What the task asks | Among the entries that follow, some lines contain the word "neck". Show all of them.
Segment Start: Input for this task
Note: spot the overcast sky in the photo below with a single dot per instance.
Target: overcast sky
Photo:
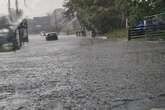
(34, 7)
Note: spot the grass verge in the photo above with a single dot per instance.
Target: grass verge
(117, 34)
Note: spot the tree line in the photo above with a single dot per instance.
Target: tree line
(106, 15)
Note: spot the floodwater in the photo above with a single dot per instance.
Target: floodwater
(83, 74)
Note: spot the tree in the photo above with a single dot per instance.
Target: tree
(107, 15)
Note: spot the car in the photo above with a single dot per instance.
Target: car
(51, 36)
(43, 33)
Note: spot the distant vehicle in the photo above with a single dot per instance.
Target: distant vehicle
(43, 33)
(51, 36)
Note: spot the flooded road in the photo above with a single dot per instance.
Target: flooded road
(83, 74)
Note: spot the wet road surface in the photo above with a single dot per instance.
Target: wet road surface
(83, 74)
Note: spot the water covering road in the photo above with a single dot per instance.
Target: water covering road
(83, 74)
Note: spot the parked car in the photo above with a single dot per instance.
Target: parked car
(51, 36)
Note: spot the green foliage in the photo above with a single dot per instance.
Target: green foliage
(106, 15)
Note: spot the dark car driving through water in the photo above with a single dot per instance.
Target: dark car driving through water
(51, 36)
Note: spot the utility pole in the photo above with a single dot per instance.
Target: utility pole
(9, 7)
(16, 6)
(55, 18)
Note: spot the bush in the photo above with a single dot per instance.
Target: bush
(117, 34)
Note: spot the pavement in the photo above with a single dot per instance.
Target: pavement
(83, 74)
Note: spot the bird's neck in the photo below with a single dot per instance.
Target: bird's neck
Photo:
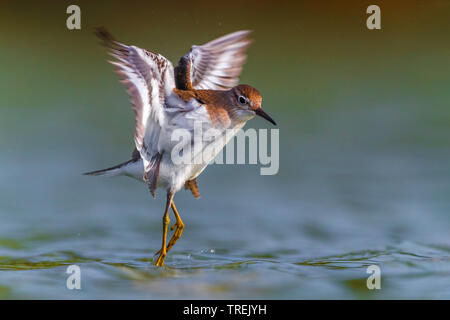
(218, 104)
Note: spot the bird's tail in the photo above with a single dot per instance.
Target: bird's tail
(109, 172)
Segment End: Input for this task
Segment Start: Input for this task
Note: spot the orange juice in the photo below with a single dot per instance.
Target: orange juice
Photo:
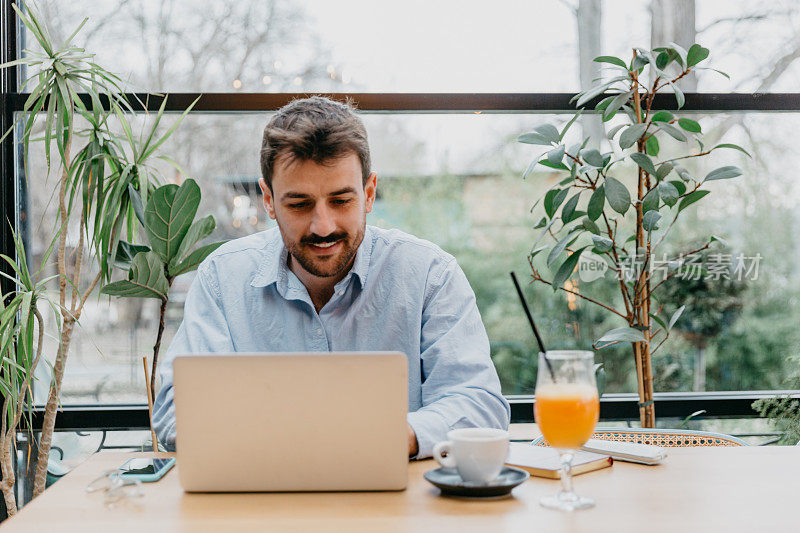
Segment End: Input for this task
Result of the task |
Note: spot the bird's neck in the photo below with a single dot per instance.
Target: bird's neck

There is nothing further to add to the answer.